■ KUTIPAN SUMBER
-*-

Langsung ke konten

Langsung ke daftar isi

”Keselamatan Berasal dari Yehuwa”

”Keselamatan Berasal dari Yehuwa”

”Keselamatan Berasal dari Yehuwa”

PADA saat terjadinya krisis nasional dan ketegangan internasional, orang-orang mengharapkan pemerintah mereka memberi keselamatan dan keamanan. Pemerintah sendiri meningkatkan program yang dirancang guna menyatukan dukungan rakyat. Semakin kuat kesadaran patriotik dikembangkan oleh program semacam ini, semakin antusias dan sering upacara patriotik diadakan.

Ketika timbul keadaan darurat nasional, semangat patriotik sering kali memberi rakyat rasa persatuan dan kekuatan serta menggalang semangat gotong royong dan kepedulian di antara mereka. Tetapi, ”patriotisme sama berbahayanya dengan emosi-emosi lain”, kata sebuah artikel di The New York Times Magazine, karena ”sekali dilampiaskan, hal itu bisa mengerikan”. Ekspresi normal patriotisme dapat berubah menjadi tindakan yang melampaui batas-batas kebebasan sipil dan agama terhadap warga tertentu di negeri itu. Orang Kristen sejati khususnya berada di bawah tekanan untuk mengkompromikan kepercayaan mereka. Bagaimana orang Kristen membawakan diri mereka manakala suasana semacam itu melanda dunia di sekeliling mereka? Prinsip-prinsip Alkitab apa yang membantu mereka untuk bertindak dengan pemahaman dan untuk memelihara integritas mereka kepada Allah?

”Jangan Membungkuk kepadanya”

Adakalanya, memberi salut kepada sebuah bendera nasional menjadi ungkapan rasa patriotik yang populer. Tetapi, bendera sering kali bergambar benda-benda di langit, seperti bintang, dan juga benda-benda di bumi. Allah menyatakan pandangan-Nya sehubungan dengan membungkuk kepada benda-benda semacam itu sewaktu Ia memerintahkan umat-Nya, ”Jangan membuat patung pahatan atau suatu bentuk yang mirip apa pun yang ada di langit di atas atau yang ada di bumi di bawah atau yang ada di dalam air di bawah bumi. Jangan membungkuk kepadanya ataupun terbujuk untuk melayaninya, karena aku Yehuwa, Allahmu, adalah Allah yang menuntut pengabdian yang eksklusif.”—Keluaran 20:4, 5

Apakah memberi salut atau berlutut di hadapan sebuah bendera yang mewakili Negara memang melanggar perintah untuk memberikan pengabdian yang eksklusif kepada Allah? Orang Israel zaman dahulu memang memiliki ”tanda”, atau panji-panji, di sekeliling kelompok tiga suku mereka pada waktu di padang belantara. (Bilangan 2:1, 2) Sewaktu mengulas kata-kata Ibrani yang memaksudkan panji-panji semacam itu, Cyclopedia karya McClintock dan Strong mengatakan, ”Tetapi, tidak satu pun dari kata-kata Ibrani ini yang mengungkapkan gagasan ’panji’ yang ada dalam pikiran kita, yakni bendera.” Lagi pula, panji-panji Israel tidak dipandang keramat, dan tidak ada satu upacara pun yang berhubungan dengan penggunaannya. Panji-panji sekadar digunakan sebagai tanda untuk menunjukkan kepada rakyat di mana tempat berkumpul.

-*-

■ DATA SUMBER
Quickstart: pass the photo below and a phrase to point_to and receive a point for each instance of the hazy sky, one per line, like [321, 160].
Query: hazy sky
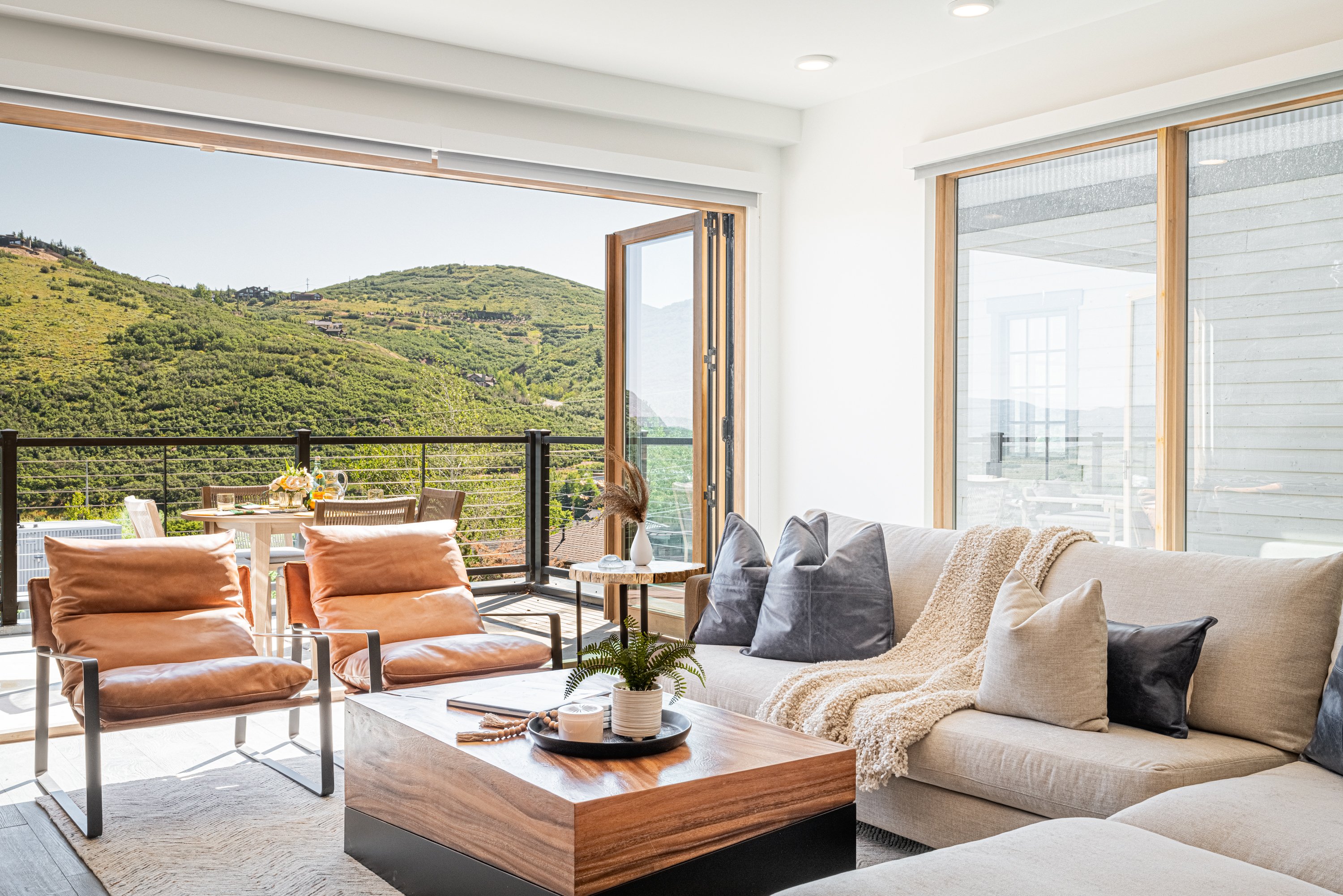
[226, 219]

-*-

■ PERSYARATAN
**1)** Ubah bagian kutipan sumber mulai dari "Apakah memberi salut" hingga "mana tempat berkumpul." dengan mengganti "padang belantara" menjadi "gurun", lalu tuliskan hasilnya.
**2)** Jawablah pertanyaan berikut berdasarkan kutipan sumber.
(a) Majalah apa yang memuat artikel yang menyebut patriotisme sama berbahayanya dengan emosi-emosi lain?
(b) Benda di langit apa yang disebut sebagai contoh gambar yang sering ada pada bendera?
(c) Sebagai apa panji-panji Israel sekadar digunakan?

■ HASIL LATIHAN
**1)**
Apakah memberi salut atau berlutut di hadapan sebuah bendera yang mewakili Negara memang melanggar perintah untuk memberikan pengabdian yang eksklusif kepada Allah? Orang Israel zaman dahulu memang memiliki ”tanda”, atau panji-panji, di sekeliling kelompok tiga suku mereka pada waktu di gurun. (Bilangan 2:1, 2) Sewaktu mengulas kata-kata Ibrani yang memaksudkan panji-panji semacam itu, Cyclopedia karya McClintock dan Strong mengatakan, ”Tetapi, tidak satu pun dari kata-kata Ibrani ini yang mengungkapkan gagasan ’panji’ yang ada dalam pikiran kita, yakni bendera.” Lagi pula, panji-panji Israel tidak dipandang keramat, dan tidak ada satu upacara pun yang berhubungan dengan penggunaannya. Panji-panji sekadar digunakan sebagai tanda untuk menunjukkan kepada rakyat di mana tempat berkumpul.

**2)**
(a) The New York Times Magazine.
(b) Bintang.
(c) Sebagai tanda untuk menunjukkan kepada rakyat di mana tempat berkumpul.